What is expected.
Copy every item below word for word and in the same order, omitting the picture from your answer.

-- Records for the task start --

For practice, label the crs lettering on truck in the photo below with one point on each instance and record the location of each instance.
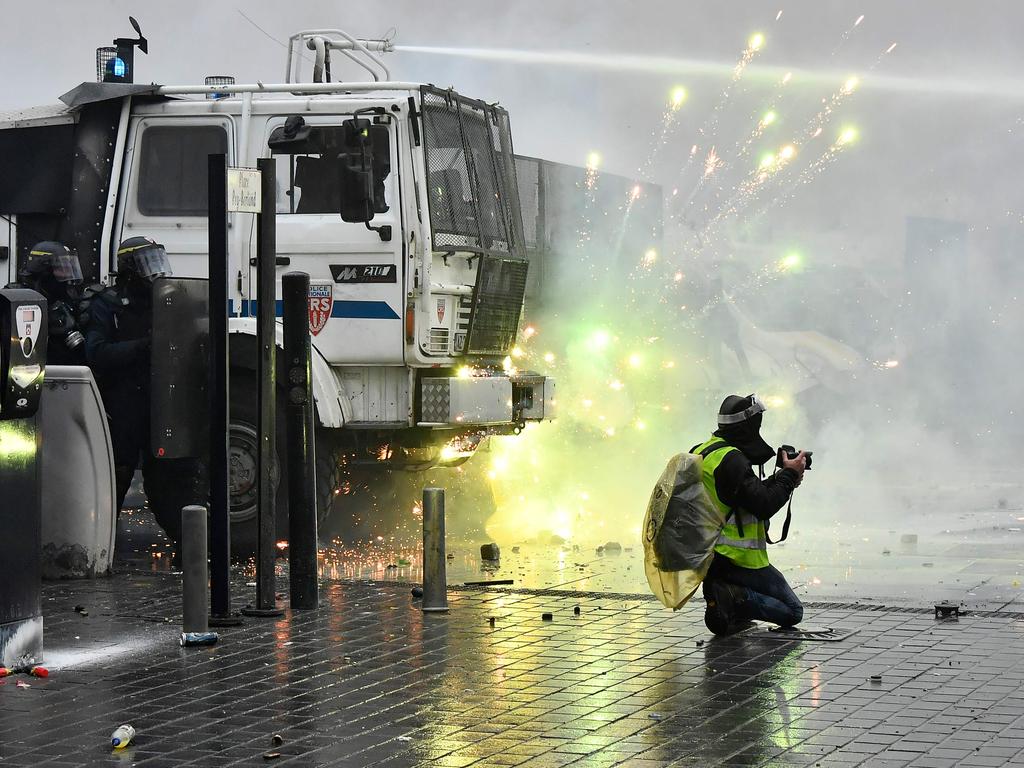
(321, 301)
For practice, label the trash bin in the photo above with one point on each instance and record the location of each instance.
(23, 360)
(79, 521)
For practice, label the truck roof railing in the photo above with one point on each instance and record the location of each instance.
(323, 42)
(311, 88)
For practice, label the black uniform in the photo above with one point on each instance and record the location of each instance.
(118, 341)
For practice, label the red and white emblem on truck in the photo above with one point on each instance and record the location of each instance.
(321, 301)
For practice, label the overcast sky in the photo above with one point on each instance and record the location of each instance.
(938, 118)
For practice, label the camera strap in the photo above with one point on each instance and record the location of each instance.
(785, 525)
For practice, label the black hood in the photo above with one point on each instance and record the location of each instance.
(747, 436)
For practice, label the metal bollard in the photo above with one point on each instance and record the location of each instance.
(299, 429)
(266, 373)
(195, 578)
(434, 576)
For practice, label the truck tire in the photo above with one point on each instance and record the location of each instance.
(243, 460)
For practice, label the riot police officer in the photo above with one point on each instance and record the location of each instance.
(118, 343)
(53, 270)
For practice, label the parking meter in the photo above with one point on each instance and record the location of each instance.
(23, 364)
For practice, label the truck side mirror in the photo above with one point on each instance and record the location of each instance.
(355, 186)
(363, 166)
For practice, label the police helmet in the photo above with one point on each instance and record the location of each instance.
(739, 423)
(50, 258)
(143, 258)
(735, 409)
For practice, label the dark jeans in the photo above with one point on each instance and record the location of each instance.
(769, 597)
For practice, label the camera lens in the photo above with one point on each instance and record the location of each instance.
(74, 340)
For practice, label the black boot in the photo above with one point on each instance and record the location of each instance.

-- Records for the task end --

Task solution.
For practice, label the crs lettering on truck in the photo below with one point on each instance and record the location of each instance.
(321, 301)
For practice, label the trash bin in the photo above with one point on each instance and record the location of each instance.
(23, 360)
(79, 521)
For practice, label the truck roof railing in the photo above with one point on each instance and record the location of each instance.
(323, 42)
(311, 88)
For practice, label the black uniform in the photo above with one point on each instance and record the location of each instance.
(118, 341)
For practice, label the red and white emblem on truck in the photo above with one point on each instance and record the location of each instance.
(321, 301)
For practice, label the overcast sky in the photo above with one point on each instance and record the location of each instance.
(938, 118)
For practice, label the camera strap in the photo above with one point on each instance and record the location of each instance.
(785, 525)
For practice, label the black hood in the photo above with one point on each instance and record the location of each instance.
(747, 436)
For practice, label the metal bollard in the photo above with one point on each instance and record the location of each instance.
(299, 429)
(266, 373)
(195, 578)
(434, 576)
For practice, label the truck tire in the photo above with one point on each instance and record the location of each instance.
(243, 460)
For practice, label the riot police officer in the photo above with one point on each instance and record the location of each instance.
(118, 343)
(53, 270)
For practice, label the parking meter in the photo above with one point on each instance and record the location of each instance.
(23, 364)
For practice, label the truck side mirror in the photo above with one point on each instance and record the location of each instance.
(355, 186)
(363, 166)
For practice, label the police helmet in the photo above with one point on each instance and record the location of each instance.
(739, 423)
(50, 258)
(143, 258)
(735, 409)
For practice, label the dark jeans in the photo above with one point on each instance and record the location of each instance.
(769, 597)
For practice, label the camera lens in the photo above with one point on each instance and record the location of each instance.
(74, 340)
For practice, label the black boot in the photo above with one point on each instance and record the location of each instance.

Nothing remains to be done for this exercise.